TEXT FOR ANALYSIS:
* * * * * * *
I saw the story yesterday. A group of songwriters calling themselves The Pact are refusing to allow singers to receive as much as 30% of their writing credits when a singer has had no "meaningful" involvement in the writing of a song. This is not a new phenomenon.
Apart from the song "amalgamations" of A. P. Carter, Colonel Tom Parker would insist that certain songs offered to his client Elvis Presley carry his name on the writing credits, while producers like Phil Spector hustled credits out of lesser known writers and musicians for prepositional changes to songs he had arranged and recorded. What is new is that there are less royalty monies available to musicians now that the era of ubiquitous radio play is dead; that digital downloads amount to little more than a tenth-of-a-penny for their Authors and Composers; and that touring during a global pandemic has been declared unsafe, if not illegal.
* * * * * * *
DATA LISTING:
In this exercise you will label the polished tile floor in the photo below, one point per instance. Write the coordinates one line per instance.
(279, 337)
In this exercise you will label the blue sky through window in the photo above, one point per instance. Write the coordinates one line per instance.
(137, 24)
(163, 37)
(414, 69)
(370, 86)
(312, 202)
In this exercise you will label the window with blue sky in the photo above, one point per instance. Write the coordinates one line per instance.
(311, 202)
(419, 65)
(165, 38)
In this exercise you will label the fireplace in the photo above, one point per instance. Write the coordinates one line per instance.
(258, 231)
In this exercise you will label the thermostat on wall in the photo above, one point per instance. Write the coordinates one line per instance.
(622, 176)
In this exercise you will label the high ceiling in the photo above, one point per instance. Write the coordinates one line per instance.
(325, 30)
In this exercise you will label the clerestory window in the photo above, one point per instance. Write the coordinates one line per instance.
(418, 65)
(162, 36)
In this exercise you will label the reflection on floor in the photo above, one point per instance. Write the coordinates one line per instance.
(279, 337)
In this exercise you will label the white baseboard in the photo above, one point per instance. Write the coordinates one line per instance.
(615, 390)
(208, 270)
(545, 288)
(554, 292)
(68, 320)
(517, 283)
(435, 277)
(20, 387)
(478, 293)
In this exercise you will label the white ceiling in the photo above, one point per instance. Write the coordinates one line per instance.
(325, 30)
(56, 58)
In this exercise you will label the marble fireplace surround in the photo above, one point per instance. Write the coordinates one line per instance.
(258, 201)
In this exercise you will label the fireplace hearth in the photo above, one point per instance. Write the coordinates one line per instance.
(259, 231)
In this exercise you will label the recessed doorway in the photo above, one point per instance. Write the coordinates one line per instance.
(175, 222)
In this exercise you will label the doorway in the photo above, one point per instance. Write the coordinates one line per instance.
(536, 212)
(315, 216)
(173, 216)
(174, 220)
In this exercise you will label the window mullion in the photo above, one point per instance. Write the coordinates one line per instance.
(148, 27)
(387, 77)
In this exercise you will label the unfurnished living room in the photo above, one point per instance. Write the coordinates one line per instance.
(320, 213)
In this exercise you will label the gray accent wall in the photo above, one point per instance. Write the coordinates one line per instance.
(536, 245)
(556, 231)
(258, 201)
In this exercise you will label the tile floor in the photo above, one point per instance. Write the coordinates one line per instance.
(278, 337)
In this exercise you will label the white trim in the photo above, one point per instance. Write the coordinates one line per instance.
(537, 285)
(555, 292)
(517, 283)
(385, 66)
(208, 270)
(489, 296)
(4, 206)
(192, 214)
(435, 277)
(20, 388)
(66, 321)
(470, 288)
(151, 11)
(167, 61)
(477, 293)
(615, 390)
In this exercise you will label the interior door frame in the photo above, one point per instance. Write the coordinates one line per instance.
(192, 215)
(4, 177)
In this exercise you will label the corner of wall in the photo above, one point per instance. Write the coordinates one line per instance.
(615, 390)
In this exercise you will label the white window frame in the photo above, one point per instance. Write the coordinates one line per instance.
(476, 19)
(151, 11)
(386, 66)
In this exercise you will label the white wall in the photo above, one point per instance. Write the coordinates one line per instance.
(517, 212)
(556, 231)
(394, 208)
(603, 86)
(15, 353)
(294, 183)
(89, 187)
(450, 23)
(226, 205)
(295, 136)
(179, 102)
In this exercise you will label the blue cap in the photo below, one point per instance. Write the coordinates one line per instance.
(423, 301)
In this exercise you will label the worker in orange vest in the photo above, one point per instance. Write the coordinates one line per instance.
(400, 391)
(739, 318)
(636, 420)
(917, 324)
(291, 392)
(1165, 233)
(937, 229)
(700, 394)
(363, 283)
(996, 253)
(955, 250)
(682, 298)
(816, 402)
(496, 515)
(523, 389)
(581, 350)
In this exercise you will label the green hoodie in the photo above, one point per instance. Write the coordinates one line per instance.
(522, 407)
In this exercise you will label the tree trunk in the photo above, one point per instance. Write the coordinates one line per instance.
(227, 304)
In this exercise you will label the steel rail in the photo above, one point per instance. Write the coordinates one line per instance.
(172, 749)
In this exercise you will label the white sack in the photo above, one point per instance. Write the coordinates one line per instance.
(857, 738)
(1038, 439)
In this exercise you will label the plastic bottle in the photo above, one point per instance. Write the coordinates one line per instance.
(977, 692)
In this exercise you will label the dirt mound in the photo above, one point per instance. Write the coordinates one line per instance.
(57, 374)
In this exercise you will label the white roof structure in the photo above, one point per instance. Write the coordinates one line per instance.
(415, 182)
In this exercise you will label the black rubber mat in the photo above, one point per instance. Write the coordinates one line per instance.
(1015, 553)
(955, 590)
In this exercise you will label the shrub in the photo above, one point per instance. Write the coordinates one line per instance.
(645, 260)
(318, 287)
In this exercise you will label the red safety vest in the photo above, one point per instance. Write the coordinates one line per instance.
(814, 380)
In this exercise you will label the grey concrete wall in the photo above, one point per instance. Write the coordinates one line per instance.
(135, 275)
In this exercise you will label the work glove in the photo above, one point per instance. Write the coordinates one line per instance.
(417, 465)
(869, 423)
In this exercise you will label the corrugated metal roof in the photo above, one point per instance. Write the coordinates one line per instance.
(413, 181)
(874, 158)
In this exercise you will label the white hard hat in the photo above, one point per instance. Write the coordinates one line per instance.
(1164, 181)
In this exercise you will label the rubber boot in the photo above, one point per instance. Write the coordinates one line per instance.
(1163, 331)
* * * * * * *
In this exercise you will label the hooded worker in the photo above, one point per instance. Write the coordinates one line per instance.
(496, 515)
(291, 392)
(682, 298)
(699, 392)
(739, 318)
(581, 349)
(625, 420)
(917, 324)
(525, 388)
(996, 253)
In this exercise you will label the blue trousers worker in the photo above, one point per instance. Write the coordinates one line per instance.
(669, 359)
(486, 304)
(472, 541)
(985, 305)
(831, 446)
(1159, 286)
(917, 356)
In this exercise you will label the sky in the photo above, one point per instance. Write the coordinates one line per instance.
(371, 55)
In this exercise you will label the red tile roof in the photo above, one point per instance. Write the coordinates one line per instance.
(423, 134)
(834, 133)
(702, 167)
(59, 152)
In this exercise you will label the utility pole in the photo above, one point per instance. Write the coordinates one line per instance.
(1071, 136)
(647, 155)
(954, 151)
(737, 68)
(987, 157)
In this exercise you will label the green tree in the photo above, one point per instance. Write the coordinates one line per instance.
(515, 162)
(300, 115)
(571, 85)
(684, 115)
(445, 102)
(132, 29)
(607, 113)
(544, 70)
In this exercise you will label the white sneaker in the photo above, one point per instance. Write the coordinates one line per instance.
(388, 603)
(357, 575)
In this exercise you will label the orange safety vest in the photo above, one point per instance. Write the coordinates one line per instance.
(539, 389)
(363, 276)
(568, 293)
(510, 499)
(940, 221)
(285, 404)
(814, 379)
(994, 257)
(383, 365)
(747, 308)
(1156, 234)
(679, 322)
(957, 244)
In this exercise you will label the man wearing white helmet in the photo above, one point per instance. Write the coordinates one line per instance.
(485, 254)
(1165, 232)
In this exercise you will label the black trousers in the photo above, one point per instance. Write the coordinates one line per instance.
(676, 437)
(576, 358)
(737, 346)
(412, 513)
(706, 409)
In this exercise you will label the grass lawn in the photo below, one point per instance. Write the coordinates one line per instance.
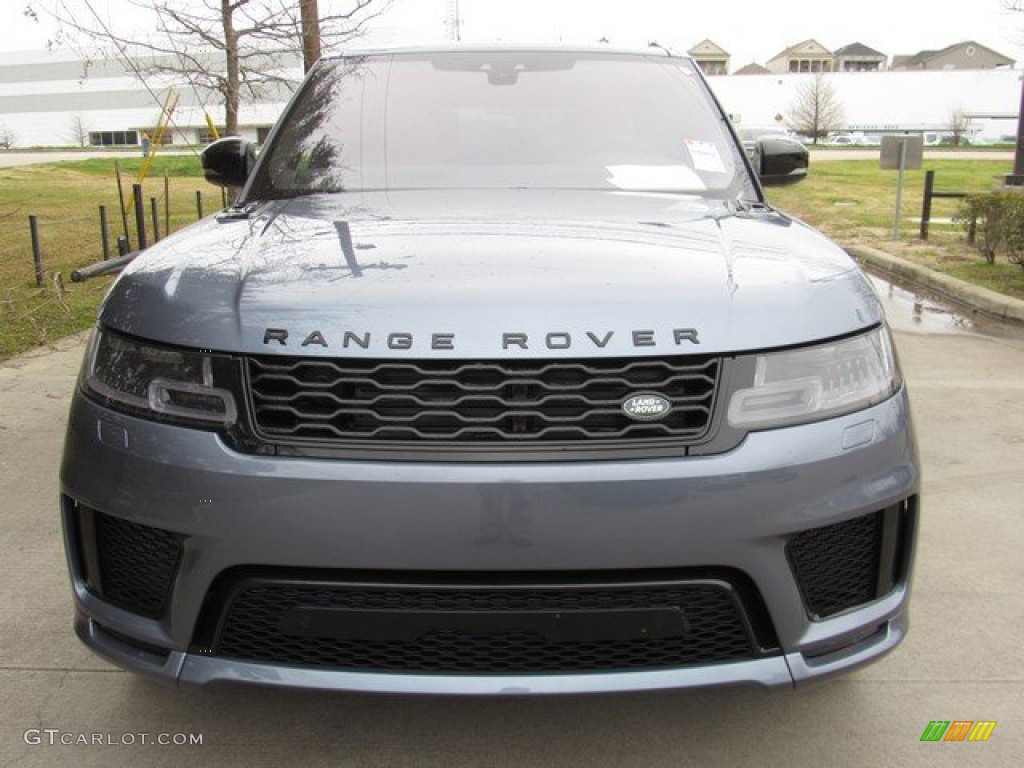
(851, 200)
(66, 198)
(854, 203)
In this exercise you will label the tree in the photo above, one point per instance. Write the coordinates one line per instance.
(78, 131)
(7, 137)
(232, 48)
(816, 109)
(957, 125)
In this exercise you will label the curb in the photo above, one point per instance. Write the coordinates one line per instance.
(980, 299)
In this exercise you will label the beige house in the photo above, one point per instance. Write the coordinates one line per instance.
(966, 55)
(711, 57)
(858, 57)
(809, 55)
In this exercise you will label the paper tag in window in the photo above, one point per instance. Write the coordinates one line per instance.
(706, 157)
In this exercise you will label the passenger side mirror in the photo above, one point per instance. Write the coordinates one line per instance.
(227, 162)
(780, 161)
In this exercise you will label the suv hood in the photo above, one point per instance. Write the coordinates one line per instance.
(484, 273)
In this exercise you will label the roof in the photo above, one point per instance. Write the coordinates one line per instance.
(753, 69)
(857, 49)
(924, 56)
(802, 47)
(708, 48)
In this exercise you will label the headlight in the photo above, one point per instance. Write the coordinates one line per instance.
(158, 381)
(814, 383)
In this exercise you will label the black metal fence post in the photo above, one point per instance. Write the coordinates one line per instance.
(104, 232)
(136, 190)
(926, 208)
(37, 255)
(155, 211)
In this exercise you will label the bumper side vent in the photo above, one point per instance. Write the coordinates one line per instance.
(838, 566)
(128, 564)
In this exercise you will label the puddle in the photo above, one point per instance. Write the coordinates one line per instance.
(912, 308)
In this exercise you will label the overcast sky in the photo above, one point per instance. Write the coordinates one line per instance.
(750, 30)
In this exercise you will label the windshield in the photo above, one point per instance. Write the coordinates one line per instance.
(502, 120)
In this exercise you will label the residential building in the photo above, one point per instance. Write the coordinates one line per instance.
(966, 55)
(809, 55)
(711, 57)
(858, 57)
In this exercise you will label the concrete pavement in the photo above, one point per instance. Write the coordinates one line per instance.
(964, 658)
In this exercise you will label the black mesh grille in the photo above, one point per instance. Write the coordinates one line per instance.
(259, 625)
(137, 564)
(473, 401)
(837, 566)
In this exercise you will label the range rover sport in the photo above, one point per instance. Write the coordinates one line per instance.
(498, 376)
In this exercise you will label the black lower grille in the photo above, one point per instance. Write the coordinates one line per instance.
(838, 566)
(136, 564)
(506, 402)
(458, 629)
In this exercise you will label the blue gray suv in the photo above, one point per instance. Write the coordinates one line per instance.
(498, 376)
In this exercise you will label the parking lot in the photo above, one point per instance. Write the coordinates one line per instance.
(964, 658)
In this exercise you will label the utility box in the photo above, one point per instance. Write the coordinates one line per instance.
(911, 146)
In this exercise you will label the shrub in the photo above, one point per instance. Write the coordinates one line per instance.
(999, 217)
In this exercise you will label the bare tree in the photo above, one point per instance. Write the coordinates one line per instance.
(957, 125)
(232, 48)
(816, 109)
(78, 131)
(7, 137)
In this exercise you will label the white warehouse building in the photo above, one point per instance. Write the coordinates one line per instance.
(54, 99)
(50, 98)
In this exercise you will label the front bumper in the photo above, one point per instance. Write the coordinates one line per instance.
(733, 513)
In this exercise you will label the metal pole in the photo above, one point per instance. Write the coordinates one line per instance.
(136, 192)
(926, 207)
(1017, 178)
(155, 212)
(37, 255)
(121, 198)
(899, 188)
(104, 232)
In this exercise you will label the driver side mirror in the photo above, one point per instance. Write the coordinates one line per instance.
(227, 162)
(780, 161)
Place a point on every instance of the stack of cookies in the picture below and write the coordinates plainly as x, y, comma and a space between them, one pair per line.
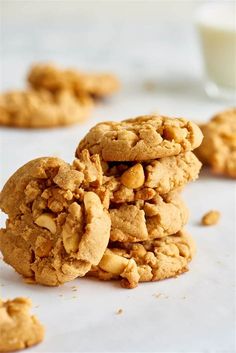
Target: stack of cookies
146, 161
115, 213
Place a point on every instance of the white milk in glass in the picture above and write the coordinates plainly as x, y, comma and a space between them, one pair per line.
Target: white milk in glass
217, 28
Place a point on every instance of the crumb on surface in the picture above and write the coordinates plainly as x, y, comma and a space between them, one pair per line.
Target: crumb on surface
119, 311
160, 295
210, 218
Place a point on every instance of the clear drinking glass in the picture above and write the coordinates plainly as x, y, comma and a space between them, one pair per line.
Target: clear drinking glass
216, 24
* * * * * * *
CHECK YOUR UNDERSTANDING:
A) In the text about songwriting credits, how large a share of their writing credits are The Pact songwriters refusing to let singers receive?
B) Translate this sentence from the text about songwriting credits into Spanish: "This is not a new phenomenon."
C) Proceed with the text about songwriting credits, starting after its last sentence.
The records aren't needed for this work.

TASK-BY-TASK ANSWERS:
A) As much as 30%.

B) Esto no es un fenómeno nuevo.

C)
What is new is not to be confused with what has changed, and it is here that the list is longer, more complicated. One of the biggest changes concerns the way we have come to think about creation: not as a singular endeavour, but as a collaborative or relational activity. Not necessarily a bad thing. But when inclusion is manipulated by those seeking more of the pie than they already have, you have a problem.
Does a singer deserve a writing credit because their spectacular presence is such that the song they record would be nothing without their ability to take it beyond the kitchen table where it was written? Is melisma an essential part of a song's melody, or an example of its interpretation? This, like everything else right now, is a cultural issue. And no, The Pact is not all white guys.